> _EXERCISE_
The records are to be copied in their entirety, exactly as given.

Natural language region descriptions
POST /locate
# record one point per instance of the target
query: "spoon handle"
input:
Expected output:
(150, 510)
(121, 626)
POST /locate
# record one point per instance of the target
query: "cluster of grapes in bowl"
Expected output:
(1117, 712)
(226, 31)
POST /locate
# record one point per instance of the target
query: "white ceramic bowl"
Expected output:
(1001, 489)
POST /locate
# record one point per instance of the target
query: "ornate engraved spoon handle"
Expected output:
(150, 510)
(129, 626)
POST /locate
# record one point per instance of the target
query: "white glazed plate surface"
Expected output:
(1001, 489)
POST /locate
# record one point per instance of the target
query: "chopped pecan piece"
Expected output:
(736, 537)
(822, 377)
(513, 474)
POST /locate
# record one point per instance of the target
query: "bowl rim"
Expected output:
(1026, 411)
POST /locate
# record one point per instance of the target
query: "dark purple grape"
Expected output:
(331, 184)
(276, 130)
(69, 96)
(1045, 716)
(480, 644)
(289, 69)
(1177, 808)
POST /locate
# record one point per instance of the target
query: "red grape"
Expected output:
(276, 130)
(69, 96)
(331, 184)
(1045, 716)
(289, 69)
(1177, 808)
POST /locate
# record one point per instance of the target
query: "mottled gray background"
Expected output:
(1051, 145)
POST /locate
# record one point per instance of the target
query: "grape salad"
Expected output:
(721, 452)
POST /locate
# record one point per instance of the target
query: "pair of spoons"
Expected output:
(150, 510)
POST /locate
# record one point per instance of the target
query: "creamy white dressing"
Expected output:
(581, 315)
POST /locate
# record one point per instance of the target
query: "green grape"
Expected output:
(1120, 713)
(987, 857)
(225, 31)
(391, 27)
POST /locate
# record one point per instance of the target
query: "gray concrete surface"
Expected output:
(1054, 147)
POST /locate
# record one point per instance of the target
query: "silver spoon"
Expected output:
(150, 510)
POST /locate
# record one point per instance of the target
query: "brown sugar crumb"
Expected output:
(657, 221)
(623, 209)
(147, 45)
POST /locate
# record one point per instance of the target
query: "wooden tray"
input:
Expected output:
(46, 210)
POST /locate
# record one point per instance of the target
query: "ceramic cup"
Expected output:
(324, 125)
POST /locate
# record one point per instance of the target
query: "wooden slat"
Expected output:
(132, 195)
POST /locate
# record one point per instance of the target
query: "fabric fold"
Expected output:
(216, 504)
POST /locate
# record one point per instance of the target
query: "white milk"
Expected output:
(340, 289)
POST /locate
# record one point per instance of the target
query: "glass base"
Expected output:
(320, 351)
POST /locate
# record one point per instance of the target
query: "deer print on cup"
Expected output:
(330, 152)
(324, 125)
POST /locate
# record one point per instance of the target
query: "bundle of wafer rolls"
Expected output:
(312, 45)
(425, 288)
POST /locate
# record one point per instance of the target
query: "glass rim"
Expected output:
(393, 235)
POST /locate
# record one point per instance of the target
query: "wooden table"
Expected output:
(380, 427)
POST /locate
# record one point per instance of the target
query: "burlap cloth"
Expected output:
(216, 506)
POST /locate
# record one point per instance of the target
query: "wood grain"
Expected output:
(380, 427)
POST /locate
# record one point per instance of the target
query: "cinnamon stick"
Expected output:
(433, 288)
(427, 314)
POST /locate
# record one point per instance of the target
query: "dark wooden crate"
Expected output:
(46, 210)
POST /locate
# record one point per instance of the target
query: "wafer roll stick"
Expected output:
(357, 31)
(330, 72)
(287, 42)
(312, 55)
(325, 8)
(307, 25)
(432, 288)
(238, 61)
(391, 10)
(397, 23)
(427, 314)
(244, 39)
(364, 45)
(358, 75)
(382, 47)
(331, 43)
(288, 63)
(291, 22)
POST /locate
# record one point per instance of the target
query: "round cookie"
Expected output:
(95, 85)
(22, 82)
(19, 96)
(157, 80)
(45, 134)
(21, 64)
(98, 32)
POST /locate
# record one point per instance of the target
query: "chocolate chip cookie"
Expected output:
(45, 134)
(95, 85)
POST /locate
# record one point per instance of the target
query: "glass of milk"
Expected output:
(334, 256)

> _ANSWER FOR THE TASK_
POST /locate
# record one point per instance of the target
query: "spoon handle"
input:
Expected output:
(150, 510)
(121, 626)
POST /locate
# record one point per instance of the target
query: "cluster of grapes in bowl"
Expected output:
(1117, 712)
(226, 31)
POST /locate
# record one point per instance of the target
query: "white ceramic bowl"
Expected output:
(1001, 489)
POST /locate
# record one point per instance of the target
query: "ornate engraved spoon handle"
Expected output:
(150, 510)
(129, 626)
POST /locate
# record one point per instance of the target
query: "white glazed plate surface"
Expected output:
(1001, 489)
POST /locate
# record one point per instance of the target
query: "chopped pecan piece"
Expected output:
(736, 537)
(822, 377)
(513, 474)
POST /locate
# record one point per instance of the target
query: "bowl rim"
Expected output:
(1026, 411)
POST /locate
# record one point per instance of the target
query: "dark purple grape"
Expected output:
(331, 184)
(276, 130)
(69, 96)
(1045, 716)
(480, 644)
(289, 69)
(1177, 808)
POST /locate
# record one point per instance of the target
query: "red grape"
Expected output:
(276, 130)
(69, 96)
(331, 184)
(1045, 716)
(289, 69)
(1177, 808)
POST /locate
# record one point per instance of the target
query: "mottled gray background"
Expected output:
(1051, 145)
POST /locate
# record one point per instance of the target
query: "grape salad"
Expected output:
(721, 452)
POST /locate
# record one point per instance of the target
query: "pair of spoons"
Expected output:
(150, 510)
POST /locate
# record one point per instance of the target
query: "creamy white dressing"
Expected output:
(581, 315)
POST /locate
# record one point per instance of the target
query: "green grape"
Expected output:
(1120, 713)
(987, 857)
(225, 31)
(391, 27)
POST /locate
# record one point per instance of the target
query: "gray concrete surface"
Expected output:
(1054, 147)
POST /locate
# record one point per instance of the target
query: "silver spoon"
Expected output:
(150, 510)
POST /locate
# record one point per instance of the target
query: "brown sugar crumb"
Expected output:
(657, 221)
(623, 209)
(147, 45)
POST /locate
# record one point per instance of the target
query: "wooden tray"
input:
Expected output:
(46, 210)
POST /locate
# record one point per instance of the target
query: "ceramic cup"
Expected output:
(324, 125)
POST /locate
# record one point per instance of the target
query: "wooden slat"
Expected output:
(132, 195)
POST /locate
# record one point per instance of the target
query: "fabric fold"
Expected output:
(216, 504)
POST /locate
# record one point per instance of the target
query: "white milk"
Expected output:
(340, 289)
POST /locate
# record one point per instance of the target
query: "glass base"
Expected output:
(320, 351)
POST /locate
# record one point per instance of the target
query: "deer print on cup"
Expected output:
(330, 152)
(324, 125)
POST /locate
# record one point per instance of the target
query: "bundle of wafer rolls"
Expected output:
(312, 45)
(425, 288)
POST /locate
# record one point per instance of the target
query: "glass rim"
Expected output:
(393, 235)
POST /locate
# record one point per instance of the target
query: "wooden table"
Expected output:
(380, 427)
POST /locate
# record one point per instance of the target
query: "burlap cloth"
Expected output:
(216, 506)
POST /locate
# record one point per instance of the target
query: "wood grain"
Expected output:
(380, 427)
POST /locate
# record one point per instance of the target
query: "cinnamon stick"
Expected output:
(433, 288)
(427, 314)
POST /locate
# record one point per instance of the target
query: "dark wooden crate"
Expected output:
(46, 210)
POST /locate
# record one point per instance of the target
query: "wafer roll stick"
Expected output:
(357, 31)
(330, 72)
(287, 42)
(312, 55)
(325, 8)
(307, 25)
(432, 288)
(238, 61)
(391, 10)
(397, 23)
(427, 314)
(244, 39)
(364, 45)
(358, 75)
(382, 47)
(331, 43)
(288, 63)
(291, 22)
POST /locate
# record one point per instance of the target
query: "round cookie"
Expected output:
(95, 85)
(22, 82)
(19, 96)
(157, 80)
(45, 134)
(21, 64)
(98, 32)
POST /locate
# record one point per instance of the target
query: "chocolate chip cookie"
Expected output:
(45, 134)
(95, 85)
POST /locate
# record one point per instance of the target
query: "glass of milk"
Expected output:
(334, 256)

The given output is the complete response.